WHAT TO PRODUCE: Take the line containing "Task: set a dot on every instance of the white sedan" and each line after it through the end of the data below, and return them exactly, minus any pictures.

STORED DATA:
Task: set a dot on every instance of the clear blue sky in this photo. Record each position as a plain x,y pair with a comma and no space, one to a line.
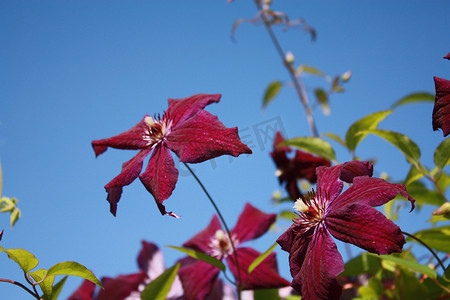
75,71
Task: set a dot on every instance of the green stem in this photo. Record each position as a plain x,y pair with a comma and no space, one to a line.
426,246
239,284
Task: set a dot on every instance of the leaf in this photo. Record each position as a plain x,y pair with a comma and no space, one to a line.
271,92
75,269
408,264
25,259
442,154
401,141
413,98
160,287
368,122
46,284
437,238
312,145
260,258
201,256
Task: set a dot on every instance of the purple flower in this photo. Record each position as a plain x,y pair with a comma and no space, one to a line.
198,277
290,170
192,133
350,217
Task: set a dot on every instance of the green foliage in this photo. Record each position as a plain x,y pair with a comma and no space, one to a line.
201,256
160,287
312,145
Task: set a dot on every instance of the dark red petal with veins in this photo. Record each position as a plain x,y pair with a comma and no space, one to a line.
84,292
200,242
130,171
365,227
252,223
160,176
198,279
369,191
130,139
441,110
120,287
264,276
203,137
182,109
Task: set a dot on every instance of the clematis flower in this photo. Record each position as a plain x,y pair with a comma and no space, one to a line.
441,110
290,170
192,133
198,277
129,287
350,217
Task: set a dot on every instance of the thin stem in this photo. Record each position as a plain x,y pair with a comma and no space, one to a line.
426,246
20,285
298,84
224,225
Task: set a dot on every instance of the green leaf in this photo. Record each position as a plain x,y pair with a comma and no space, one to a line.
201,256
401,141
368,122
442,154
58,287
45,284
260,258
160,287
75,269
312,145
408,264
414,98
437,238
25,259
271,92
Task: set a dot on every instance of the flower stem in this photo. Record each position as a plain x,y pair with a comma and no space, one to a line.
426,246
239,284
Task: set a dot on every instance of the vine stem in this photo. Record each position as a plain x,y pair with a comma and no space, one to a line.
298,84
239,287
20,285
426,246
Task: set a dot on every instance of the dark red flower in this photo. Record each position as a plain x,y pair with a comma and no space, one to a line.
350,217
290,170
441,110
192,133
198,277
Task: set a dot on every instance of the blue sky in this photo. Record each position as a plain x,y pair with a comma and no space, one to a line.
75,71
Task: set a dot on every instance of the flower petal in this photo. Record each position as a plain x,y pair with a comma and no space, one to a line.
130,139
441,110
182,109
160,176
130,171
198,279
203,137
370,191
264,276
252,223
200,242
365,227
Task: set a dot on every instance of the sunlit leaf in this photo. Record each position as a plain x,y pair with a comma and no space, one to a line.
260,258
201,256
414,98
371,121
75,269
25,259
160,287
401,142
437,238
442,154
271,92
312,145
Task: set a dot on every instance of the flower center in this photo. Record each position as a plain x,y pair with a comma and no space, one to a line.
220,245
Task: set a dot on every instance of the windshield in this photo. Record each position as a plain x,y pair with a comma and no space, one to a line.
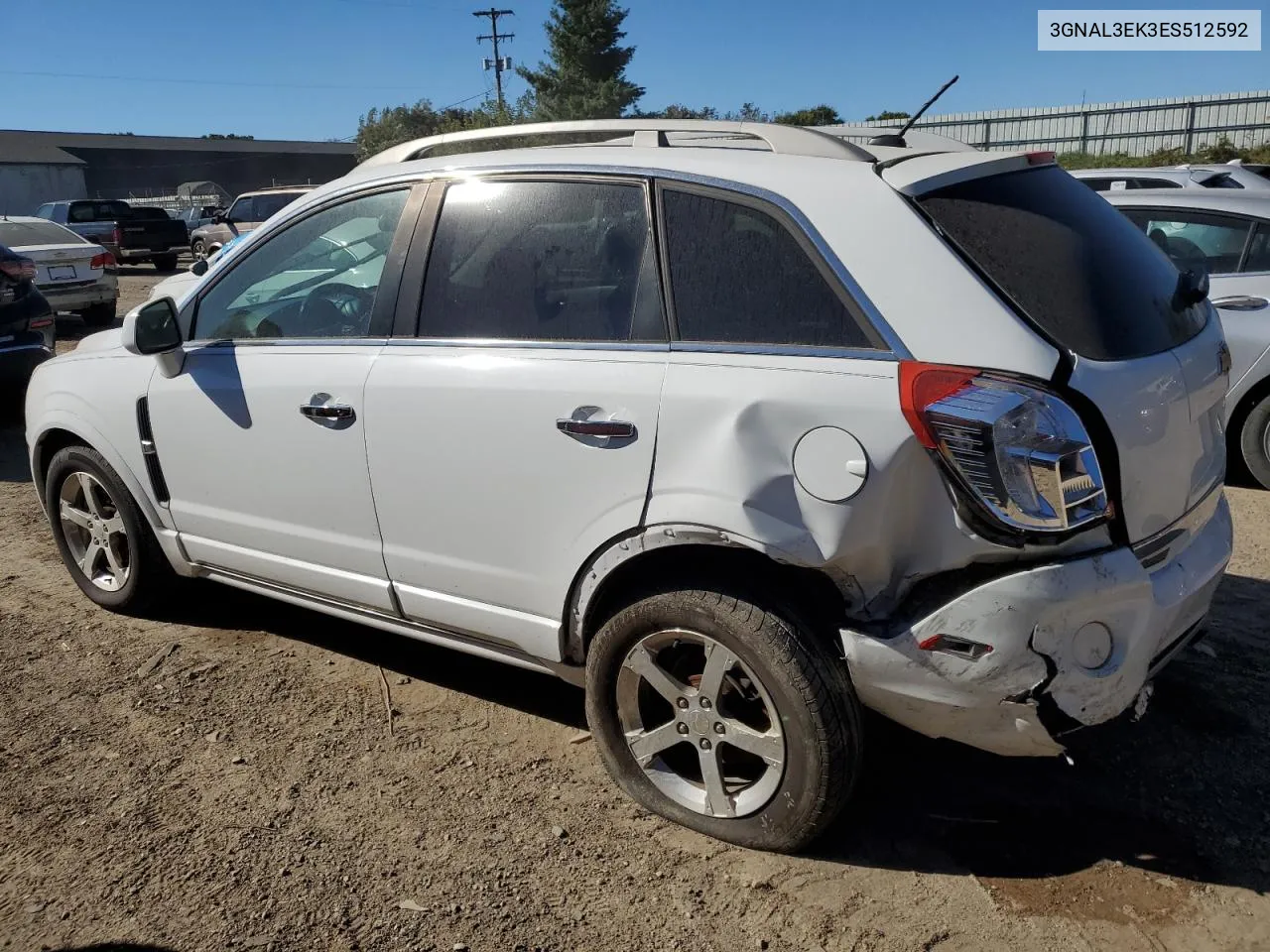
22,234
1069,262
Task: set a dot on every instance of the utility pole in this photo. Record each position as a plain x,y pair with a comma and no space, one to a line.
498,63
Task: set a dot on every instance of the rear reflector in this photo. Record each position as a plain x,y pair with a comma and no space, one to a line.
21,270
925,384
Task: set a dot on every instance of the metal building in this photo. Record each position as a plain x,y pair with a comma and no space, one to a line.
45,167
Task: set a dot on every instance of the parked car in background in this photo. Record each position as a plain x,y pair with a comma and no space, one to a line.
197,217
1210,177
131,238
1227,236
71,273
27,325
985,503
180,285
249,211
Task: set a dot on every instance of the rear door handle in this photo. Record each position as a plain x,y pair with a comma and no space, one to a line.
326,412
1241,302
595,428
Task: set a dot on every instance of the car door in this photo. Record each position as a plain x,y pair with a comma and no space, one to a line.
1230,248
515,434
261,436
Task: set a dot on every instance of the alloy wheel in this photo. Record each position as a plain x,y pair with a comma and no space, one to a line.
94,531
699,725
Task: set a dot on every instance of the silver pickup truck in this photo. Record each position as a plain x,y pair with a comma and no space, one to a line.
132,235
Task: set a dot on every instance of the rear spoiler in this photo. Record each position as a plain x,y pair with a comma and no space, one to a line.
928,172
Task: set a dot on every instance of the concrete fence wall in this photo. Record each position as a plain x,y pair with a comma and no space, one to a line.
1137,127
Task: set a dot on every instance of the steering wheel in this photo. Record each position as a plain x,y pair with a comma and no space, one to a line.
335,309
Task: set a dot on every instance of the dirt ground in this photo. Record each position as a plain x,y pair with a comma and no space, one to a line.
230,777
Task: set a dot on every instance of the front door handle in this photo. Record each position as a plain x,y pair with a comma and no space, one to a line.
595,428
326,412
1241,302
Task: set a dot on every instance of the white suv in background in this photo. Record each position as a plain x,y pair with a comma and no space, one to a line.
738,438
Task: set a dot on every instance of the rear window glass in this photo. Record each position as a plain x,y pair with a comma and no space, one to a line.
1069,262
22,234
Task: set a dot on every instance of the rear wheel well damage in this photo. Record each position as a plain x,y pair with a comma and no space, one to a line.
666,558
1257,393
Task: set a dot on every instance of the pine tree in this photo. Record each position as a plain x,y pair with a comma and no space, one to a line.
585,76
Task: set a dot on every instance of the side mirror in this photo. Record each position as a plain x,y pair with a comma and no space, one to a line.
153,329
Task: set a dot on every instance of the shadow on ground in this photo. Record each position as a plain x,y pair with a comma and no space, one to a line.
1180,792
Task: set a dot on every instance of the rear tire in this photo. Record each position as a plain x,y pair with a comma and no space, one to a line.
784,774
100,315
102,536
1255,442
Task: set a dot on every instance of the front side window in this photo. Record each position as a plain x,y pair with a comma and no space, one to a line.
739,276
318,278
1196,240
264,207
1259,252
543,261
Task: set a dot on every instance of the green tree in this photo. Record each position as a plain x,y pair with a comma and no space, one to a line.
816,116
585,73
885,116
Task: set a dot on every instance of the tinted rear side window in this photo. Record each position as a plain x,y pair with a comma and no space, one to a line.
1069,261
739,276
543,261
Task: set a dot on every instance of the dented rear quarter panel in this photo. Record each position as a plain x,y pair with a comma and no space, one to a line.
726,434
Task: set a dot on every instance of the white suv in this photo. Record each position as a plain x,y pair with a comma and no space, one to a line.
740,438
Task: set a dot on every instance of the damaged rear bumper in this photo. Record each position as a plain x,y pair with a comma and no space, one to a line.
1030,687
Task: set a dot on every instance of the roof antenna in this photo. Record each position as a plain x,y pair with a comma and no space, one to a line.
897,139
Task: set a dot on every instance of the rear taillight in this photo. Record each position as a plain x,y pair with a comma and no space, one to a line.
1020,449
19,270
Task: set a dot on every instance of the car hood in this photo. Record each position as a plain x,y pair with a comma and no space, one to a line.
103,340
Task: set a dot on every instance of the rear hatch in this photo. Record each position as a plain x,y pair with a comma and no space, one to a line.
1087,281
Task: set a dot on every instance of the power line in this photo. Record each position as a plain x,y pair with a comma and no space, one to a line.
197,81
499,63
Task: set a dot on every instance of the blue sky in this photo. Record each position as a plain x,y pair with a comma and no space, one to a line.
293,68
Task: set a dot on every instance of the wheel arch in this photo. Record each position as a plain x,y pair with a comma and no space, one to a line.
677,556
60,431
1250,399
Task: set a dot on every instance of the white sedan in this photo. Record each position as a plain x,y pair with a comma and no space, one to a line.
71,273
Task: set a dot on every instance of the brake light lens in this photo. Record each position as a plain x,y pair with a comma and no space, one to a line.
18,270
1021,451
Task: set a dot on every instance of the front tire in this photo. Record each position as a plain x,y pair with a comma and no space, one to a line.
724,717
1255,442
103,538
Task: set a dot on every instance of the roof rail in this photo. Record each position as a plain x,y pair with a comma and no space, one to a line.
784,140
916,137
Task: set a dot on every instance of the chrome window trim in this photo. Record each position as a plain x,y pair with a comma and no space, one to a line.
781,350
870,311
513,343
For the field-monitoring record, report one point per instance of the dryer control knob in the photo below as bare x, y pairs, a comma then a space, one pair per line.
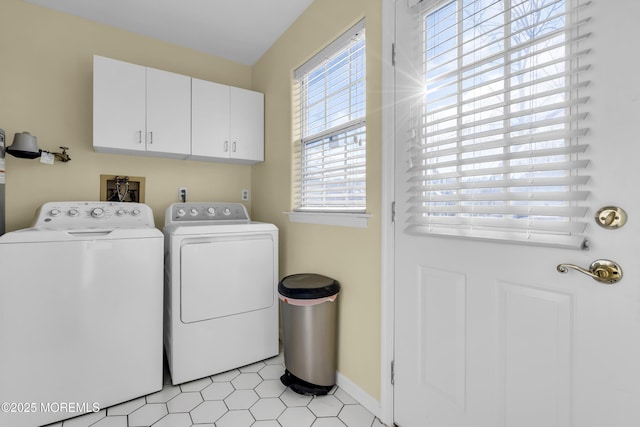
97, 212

REPLY TO THE EXERCISE:
Task: set a dot on every instance of the white sedan in this photo. Record each position as a plain x,y pair with a comma and no space, one to a line.
71,273
Task: set a dot on every instance of the brake light lens in this photo. Record each position as a plain x,y pair with a comma and no space, one to a line.
18,270
1021,451
Task: set a dot on every instance of the front tire in this photo. Record each position as a plain x,y pair with a comma and no space, one to a line.
724,717
1255,442
103,538
Task: set a dot on every instance of the roof rail in this photo. Record each position as a plain x,y pair with a comma and no space, one to a line.
784,140
916,137
Task: set a dot on every instance of the chrome window trim in this photo. Record each position as a plain x,y pair with a comma and no space, one to a line.
781,350
870,311
513,343
For the field-monitoring record, report one point per instance of the dryer control knob in the photo below as bare x, y pairs, a comma then a space, one pair per line.
97, 212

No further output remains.